━━ DATA FOR THIS EXERCISE ━━
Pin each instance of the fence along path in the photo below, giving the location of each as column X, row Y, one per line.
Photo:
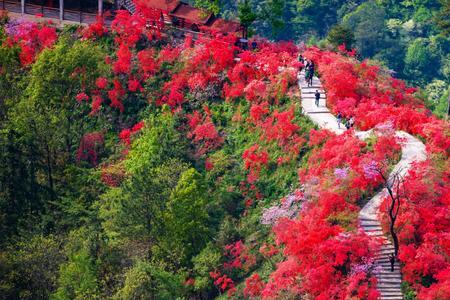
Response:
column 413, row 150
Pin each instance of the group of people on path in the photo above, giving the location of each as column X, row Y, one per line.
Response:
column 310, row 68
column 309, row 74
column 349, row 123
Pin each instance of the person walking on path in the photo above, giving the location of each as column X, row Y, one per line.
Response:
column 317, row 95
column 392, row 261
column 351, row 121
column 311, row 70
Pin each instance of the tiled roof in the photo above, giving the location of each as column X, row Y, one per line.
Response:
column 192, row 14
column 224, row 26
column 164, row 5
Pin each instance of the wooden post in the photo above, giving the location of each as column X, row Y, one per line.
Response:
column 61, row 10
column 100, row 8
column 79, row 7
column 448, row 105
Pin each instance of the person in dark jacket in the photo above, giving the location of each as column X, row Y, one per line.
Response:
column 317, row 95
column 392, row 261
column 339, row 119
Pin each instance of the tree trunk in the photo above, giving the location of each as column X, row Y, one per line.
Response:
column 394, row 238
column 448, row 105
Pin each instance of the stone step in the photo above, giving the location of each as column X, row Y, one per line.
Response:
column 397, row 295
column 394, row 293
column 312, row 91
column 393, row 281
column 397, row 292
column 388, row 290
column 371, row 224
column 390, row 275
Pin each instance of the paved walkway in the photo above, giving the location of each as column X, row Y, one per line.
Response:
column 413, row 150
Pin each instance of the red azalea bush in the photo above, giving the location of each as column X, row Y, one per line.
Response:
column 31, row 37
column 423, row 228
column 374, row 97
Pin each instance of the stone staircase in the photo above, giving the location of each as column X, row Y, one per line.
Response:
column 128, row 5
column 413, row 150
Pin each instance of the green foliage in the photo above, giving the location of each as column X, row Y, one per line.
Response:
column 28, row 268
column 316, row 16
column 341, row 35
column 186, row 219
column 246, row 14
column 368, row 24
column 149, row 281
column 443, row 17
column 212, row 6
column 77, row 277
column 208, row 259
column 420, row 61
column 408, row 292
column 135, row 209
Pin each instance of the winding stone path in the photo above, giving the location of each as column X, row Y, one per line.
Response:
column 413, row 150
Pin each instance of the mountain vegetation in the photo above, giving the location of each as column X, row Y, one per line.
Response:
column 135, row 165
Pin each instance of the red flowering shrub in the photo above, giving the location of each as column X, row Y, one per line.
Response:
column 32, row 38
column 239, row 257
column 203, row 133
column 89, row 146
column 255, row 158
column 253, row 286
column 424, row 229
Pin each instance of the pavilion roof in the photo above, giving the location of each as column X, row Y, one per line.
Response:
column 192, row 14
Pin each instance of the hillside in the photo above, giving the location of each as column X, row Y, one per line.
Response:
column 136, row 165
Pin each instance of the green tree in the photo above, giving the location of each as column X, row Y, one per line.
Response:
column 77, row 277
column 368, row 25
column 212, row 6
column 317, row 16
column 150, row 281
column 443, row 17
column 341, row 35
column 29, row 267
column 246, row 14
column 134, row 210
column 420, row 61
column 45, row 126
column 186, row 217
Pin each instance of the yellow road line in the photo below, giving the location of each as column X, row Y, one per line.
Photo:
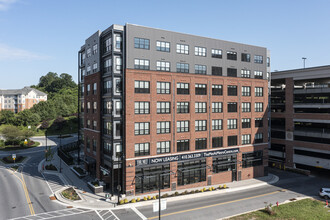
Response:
━━━
━━ DATA FOR THIS EXERCISE ━━
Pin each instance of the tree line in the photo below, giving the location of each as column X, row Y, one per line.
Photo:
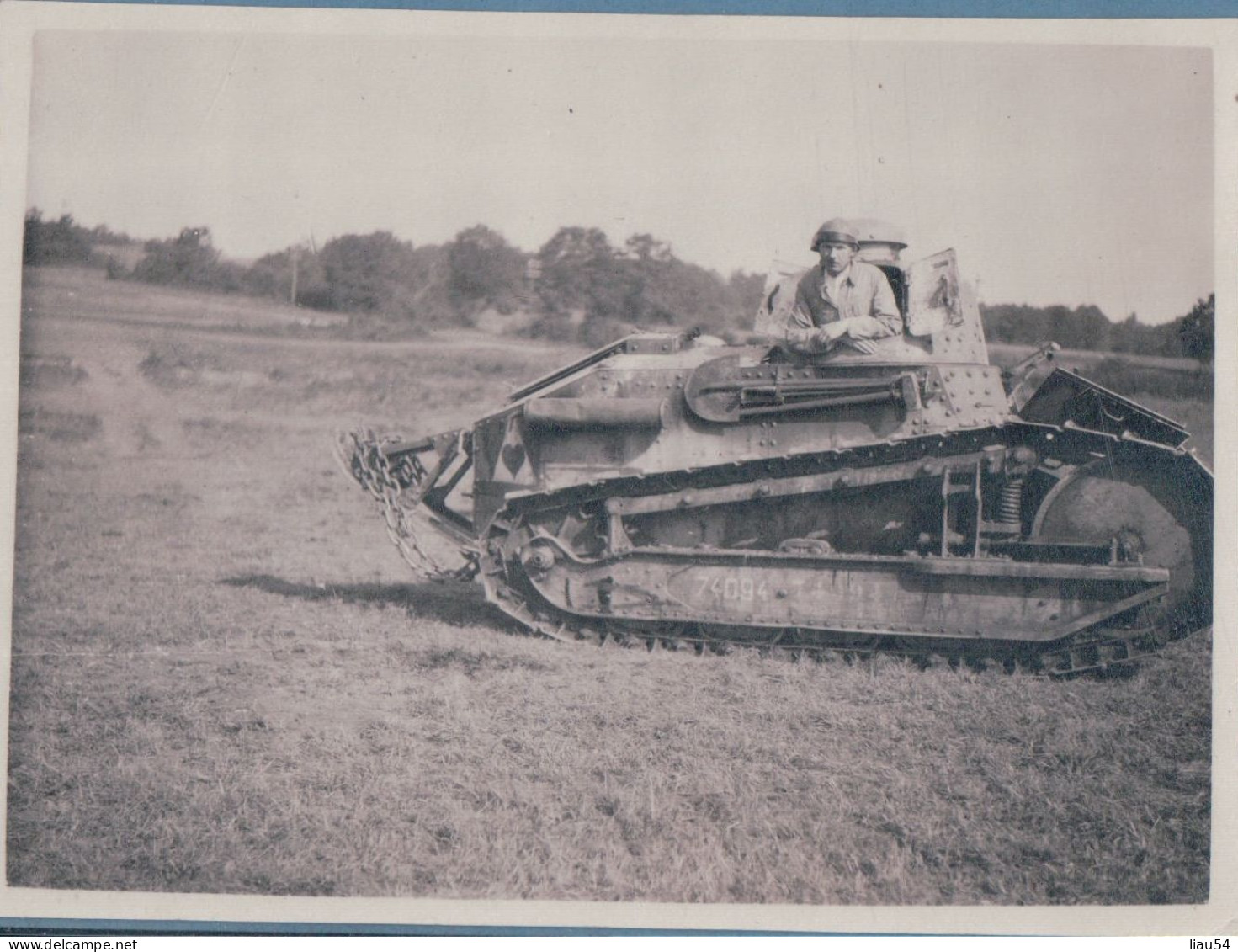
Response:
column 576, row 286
━━━
WRITTEN REQUEST:
Update the listing starting at the line that contains "Pin each instance of the fence" and ending at the line that contains "column 349, row 123" by replacing "path" with "trail" throughout, with nothing else changed. Give only those lines, and leave the pictures out.

REPLY:
Pin each instance of the fence along trail in the photo below, giving the location of each as column X, row Y, one per line.
Photo:
Response:
column 413, row 150
Pin each instance of the group of people on trail in the photo above, giving the location of each as column X, row Y, one per line.
Response:
column 310, row 68
column 309, row 74
column 349, row 123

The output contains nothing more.